• _Belge metni_
========

Kültür ve
Turizm Bakanı
Ertuğrul Günay, 1995 yılında kuşatma altındaki
Saraybosna'ya "umut tüneli" kullanarak girdikten sonra, o dönem savaş mağdurlarıyla birlikte çekilen resimlerinden oluşan serginin açılışında duygulu anlar yaşadı.
Kültürel ve
doğal zenginlikleriyle adeta
cennet gibi bir
ülke olan
Bosna-
Hersek ve "ruhu" olduğuna inanılan bir zamanların kültür ve sanat kenti Saraybosna, 1992-1995 yılları arasındaki savaşta acılar çekti.
Avrupa'nın ortasında insanlar katledilirken, kültürel
miras yok edilirken, başkent Saraybosna kuşatma altındayken, havaalanları uçuşlara kapalıyken,
Türkiye'nin aydınları o yıllarda "Bosna İçin İnsanlık Girişimi" başlattı.
O dönemde siyasi unvanı olmayan ve bu insanlık girişimine öncülük eden
Ertuğrul Günay, daha savaşın başı olan 1992 yılında geldiği
Bosna-Hersek'e 1995 yılında 100'e yakın aydınla birlikte geliyordu. Bu ziyaret, o dönemde kuşatma altındaki Saraybosna için büyük anlam ifade ediyordu. Her gün onlarca insanın keskin nişancılar tarafından vurulduğu, halkın sokağa çıkmaya korktuğu,
Birleşmiş Milletler askerlerinin savaşı önlemede yetersiz kaldığı bir dönemde Günay, ODTÜ'de öğrenim gören 21 yaşındaki oğlu İnanç ve yaklaşık 100 aydınla birlikte ölümü göze alarak Saraybosna'ya ulaşmayı başardı.
Avrupa Parlamentosunun ve BM'nin soykırım olarak kabul ettiği
Srebrenitsa olayının üzerinden henüz bir ay geçmemişken Günay ve beraberindekiler, yaklaşık 10 gün boyunca Saraybosna,
Tuzla, Travnik, Konjic gibi kentleri ziyaret etti. Bu ziyaret, savaşın en acımasız günlerinin yaşandığı bir zamanda masum halka yalnız olmadıkları yönünde verilen en iyi
mesaj olarak halen Bosna-Hersek'te hatırlanıyor.

========

• _Veri girdileri_
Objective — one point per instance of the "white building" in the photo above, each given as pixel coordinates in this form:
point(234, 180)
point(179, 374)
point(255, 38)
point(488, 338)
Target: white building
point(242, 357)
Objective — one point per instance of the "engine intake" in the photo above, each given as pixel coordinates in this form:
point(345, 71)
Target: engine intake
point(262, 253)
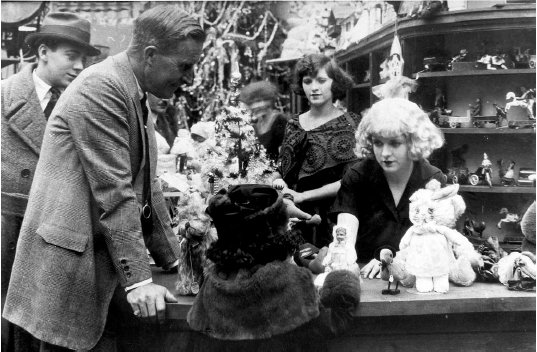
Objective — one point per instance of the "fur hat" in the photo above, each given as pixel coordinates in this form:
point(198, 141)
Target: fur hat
point(341, 289)
point(251, 221)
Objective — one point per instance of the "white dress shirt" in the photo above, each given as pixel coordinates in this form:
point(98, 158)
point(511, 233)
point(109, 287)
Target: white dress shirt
point(42, 89)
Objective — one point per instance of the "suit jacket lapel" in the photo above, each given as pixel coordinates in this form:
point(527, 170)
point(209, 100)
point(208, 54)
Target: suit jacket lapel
point(26, 118)
point(127, 73)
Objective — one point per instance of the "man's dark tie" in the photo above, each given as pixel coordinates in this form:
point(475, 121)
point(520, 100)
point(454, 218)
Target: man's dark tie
point(147, 224)
point(54, 96)
point(145, 112)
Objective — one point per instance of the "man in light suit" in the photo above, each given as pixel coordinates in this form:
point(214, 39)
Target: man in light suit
point(95, 203)
point(28, 97)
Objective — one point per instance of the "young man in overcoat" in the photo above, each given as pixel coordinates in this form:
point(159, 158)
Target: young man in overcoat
point(95, 203)
point(28, 97)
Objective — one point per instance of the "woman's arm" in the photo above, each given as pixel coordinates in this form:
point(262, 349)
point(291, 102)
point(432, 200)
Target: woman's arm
point(326, 191)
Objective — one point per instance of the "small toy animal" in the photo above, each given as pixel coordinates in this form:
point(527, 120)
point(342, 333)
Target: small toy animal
point(436, 253)
point(393, 270)
point(525, 101)
point(507, 217)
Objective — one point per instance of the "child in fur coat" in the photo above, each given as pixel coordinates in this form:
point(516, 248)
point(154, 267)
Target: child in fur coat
point(254, 297)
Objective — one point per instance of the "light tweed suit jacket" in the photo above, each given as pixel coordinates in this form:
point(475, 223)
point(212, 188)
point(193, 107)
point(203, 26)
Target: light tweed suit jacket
point(23, 126)
point(81, 234)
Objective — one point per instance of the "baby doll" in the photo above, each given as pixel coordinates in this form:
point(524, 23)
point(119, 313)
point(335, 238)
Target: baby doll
point(436, 252)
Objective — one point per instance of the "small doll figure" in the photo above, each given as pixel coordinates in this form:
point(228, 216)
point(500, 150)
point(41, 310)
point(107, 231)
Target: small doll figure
point(501, 116)
point(483, 173)
point(339, 256)
point(507, 176)
point(507, 217)
point(440, 100)
point(436, 253)
point(475, 109)
point(486, 170)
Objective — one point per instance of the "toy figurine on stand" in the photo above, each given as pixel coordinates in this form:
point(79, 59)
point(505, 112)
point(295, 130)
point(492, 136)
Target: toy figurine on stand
point(475, 108)
point(474, 229)
point(507, 217)
point(397, 85)
point(483, 173)
point(501, 116)
point(339, 256)
point(525, 101)
point(507, 176)
point(393, 270)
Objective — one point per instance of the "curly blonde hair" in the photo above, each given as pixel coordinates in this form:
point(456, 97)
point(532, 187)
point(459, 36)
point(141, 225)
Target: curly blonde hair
point(393, 117)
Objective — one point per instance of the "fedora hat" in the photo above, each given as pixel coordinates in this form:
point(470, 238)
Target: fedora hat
point(65, 26)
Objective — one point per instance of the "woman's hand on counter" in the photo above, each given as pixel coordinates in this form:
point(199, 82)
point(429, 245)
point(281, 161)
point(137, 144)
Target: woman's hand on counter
point(279, 184)
point(371, 270)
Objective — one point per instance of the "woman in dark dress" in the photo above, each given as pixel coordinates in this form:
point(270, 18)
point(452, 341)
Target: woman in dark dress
point(372, 203)
point(269, 124)
point(318, 145)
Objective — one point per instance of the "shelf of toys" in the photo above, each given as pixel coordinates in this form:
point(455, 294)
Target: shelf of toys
point(475, 70)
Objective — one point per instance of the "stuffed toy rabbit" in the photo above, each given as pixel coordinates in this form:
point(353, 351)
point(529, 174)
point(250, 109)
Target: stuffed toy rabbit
point(435, 252)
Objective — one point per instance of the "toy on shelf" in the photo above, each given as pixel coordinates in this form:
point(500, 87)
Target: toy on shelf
point(507, 175)
point(491, 253)
point(457, 175)
point(340, 256)
point(517, 271)
point(494, 62)
point(507, 217)
point(483, 173)
point(436, 253)
point(501, 115)
point(526, 177)
point(474, 229)
point(461, 62)
point(393, 270)
point(475, 108)
point(525, 101)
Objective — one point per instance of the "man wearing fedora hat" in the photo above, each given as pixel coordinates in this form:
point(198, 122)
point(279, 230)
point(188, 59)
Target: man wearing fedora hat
point(95, 204)
point(28, 97)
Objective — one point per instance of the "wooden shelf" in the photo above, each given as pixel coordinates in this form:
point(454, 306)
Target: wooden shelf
point(488, 131)
point(438, 74)
point(362, 85)
point(497, 189)
point(508, 17)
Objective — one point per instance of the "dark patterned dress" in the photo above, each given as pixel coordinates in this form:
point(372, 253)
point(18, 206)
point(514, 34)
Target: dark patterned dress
point(311, 159)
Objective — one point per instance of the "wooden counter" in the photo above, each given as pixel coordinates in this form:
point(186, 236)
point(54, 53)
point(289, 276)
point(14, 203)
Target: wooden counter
point(482, 317)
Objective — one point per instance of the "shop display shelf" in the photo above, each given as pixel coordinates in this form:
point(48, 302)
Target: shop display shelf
point(497, 189)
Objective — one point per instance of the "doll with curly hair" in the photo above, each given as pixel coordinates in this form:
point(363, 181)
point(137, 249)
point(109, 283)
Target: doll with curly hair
point(396, 137)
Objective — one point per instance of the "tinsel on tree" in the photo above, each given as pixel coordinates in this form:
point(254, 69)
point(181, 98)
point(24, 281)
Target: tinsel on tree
point(239, 34)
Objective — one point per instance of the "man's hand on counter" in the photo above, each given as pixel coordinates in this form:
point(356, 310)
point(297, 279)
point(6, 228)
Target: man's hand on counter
point(149, 301)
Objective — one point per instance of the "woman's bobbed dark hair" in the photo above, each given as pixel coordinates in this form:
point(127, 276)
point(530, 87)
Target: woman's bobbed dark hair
point(310, 65)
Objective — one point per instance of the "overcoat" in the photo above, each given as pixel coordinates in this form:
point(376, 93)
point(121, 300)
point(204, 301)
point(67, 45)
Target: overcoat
point(82, 235)
point(23, 126)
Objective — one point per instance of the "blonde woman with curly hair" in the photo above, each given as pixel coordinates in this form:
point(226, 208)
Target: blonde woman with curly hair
point(396, 137)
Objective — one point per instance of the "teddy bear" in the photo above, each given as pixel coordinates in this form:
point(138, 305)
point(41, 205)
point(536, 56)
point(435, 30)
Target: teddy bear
point(436, 253)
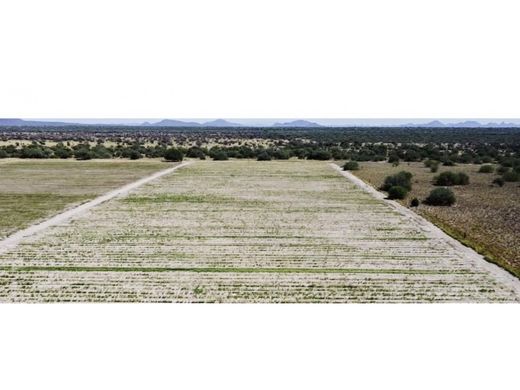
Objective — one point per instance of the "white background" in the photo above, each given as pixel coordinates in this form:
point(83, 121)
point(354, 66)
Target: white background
point(117, 59)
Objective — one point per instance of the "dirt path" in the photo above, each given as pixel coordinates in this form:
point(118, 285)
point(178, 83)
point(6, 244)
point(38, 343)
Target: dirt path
point(469, 254)
point(13, 240)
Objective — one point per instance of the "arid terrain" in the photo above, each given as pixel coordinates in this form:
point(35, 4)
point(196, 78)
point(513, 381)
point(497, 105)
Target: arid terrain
point(485, 216)
point(248, 231)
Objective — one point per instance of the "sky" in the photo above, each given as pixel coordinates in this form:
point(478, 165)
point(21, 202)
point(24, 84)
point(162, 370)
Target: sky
point(270, 121)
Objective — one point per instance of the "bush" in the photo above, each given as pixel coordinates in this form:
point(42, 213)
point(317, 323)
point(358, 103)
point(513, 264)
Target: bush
point(441, 197)
point(173, 154)
point(220, 156)
point(83, 154)
point(196, 152)
point(281, 154)
point(397, 192)
point(319, 154)
point(502, 169)
point(499, 182)
point(486, 169)
point(511, 176)
point(401, 179)
point(451, 179)
point(264, 156)
point(393, 159)
point(351, 166)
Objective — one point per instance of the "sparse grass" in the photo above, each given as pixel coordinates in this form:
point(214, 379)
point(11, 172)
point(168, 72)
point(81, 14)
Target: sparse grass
point(243, 231)
point(485, 217)
point(32, 190)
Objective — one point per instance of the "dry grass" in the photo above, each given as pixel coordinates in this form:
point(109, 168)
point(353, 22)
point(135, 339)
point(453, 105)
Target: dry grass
point(485, 217)
point(245, 231)
point(31, 190)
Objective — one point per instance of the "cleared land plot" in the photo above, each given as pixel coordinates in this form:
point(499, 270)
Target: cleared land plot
point(245, 231)
point(485, 217)
point(32, 190)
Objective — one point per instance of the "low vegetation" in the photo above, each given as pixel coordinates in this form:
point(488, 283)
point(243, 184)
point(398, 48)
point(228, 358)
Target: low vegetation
point(486, 215)
point(243, 231)
point(440, 197)
point(32, 190)
point(449, 178)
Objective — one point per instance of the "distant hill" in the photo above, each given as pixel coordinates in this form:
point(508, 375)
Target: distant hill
point(21, 122)
point(297, 123)
point(221, 123)
point(172, 123)
point(461, 124)
point(177, 123)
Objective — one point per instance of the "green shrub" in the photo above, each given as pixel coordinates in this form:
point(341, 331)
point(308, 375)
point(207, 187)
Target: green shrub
point(397, 192)
point(486, 169)
point(264, 156)
point(499, 181)
point(173, 154)
point(196, 152)
point(441, 197)
point(351, 166)
point(401, 179)
point(281, 154)
point(319, 154)
point(502, 169)
point(451, 179)
point(511, 176)
point(220, 156)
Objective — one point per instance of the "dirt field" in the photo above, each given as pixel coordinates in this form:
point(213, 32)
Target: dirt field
point(32, 190)
point(247, 231)
point(485, 217)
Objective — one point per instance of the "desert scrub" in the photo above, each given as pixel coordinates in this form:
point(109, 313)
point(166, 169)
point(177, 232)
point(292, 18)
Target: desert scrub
point(351, 166)
point(440, 197)
point(486, 217)
point(487, 168)
point(451, 179)
point(241, 231)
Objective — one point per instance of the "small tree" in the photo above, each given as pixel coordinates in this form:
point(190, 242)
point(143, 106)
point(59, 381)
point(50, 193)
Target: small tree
point(511, 176)
point(173, 154)
point(441, 197)
point(401, 179)
point(220, 156)
point(499, 182)
point(451, 179)
point(264, 156)
point(487, 168)
point(351, 166)
point(397, 192)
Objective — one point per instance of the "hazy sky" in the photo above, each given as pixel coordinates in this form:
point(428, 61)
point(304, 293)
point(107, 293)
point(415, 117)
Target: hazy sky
point(270, 121)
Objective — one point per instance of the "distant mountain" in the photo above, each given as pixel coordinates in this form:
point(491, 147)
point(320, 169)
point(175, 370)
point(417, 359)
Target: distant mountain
point(221, 123)
point(437, 123)
point(21, 122)
point(172, 123)
point(297, 123)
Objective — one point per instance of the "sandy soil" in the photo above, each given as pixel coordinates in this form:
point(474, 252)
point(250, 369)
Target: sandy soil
point(470, 255)
point(13, 240)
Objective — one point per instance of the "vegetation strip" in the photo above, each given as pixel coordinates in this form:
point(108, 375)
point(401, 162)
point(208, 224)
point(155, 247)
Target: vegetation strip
point(233, 270)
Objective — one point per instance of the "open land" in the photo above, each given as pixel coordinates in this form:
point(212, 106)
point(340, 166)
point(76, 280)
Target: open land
point(485, 217)
point(33, 190)
point(247, 231)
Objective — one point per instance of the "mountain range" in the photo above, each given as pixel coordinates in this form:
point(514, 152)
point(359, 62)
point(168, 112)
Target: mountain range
point(300, 123)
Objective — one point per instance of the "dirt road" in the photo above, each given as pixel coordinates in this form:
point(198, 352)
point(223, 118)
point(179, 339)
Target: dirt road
point(13, 240)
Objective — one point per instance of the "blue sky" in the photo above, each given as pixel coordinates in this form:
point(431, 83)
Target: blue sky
point(270, 121)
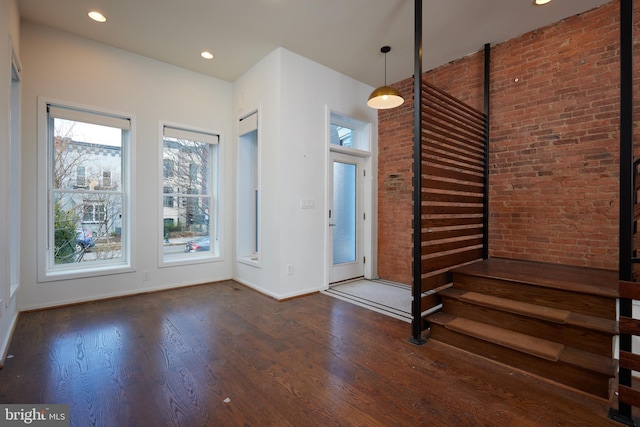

========

Saraybosna ziyaretini anlatan metinde "O dönemde siyasi" ifadesiyle başlayıp "Saraybosna'ya ulaşmayı başardı." ifadesiyle biten bölümü, iki ifade de dahil olmak üzere olduğu gibi yineleyin. Girdiler, metinden bağımsız ayrı bir malzemedir.

• _Sorunun çözümü_
O dönemde siyasi unvanı olmayan ve bu insanlık girişimine öncülük eden
Ertuğrul Günay, daha savaşın başı olan 1992 yılında geldiği
Bosna-Hersek'e 1995 yılında 100'e yakın aydınla birlikte geliyordu. Bu ziyaret, o dönemde kuşatma altındaki Saraybosna için büyük anlam ifade ediyordu. Her gün onlarca insanın keskin nişancılar tarafından vurulduğu, halkın sokağa çıkmaya korktuğu,
Birleşmiş Milletler askerlerinin savaşı önlemede yetersiz kaldığı bir dönemde Günay, ODTÜ'de öğrenim gören 21 yaşındaki oğlu İnanç ve yaklaşık 100 aydınla birlikte ölümü göze alarak Saraybosna'ya ulaşmayı başardı.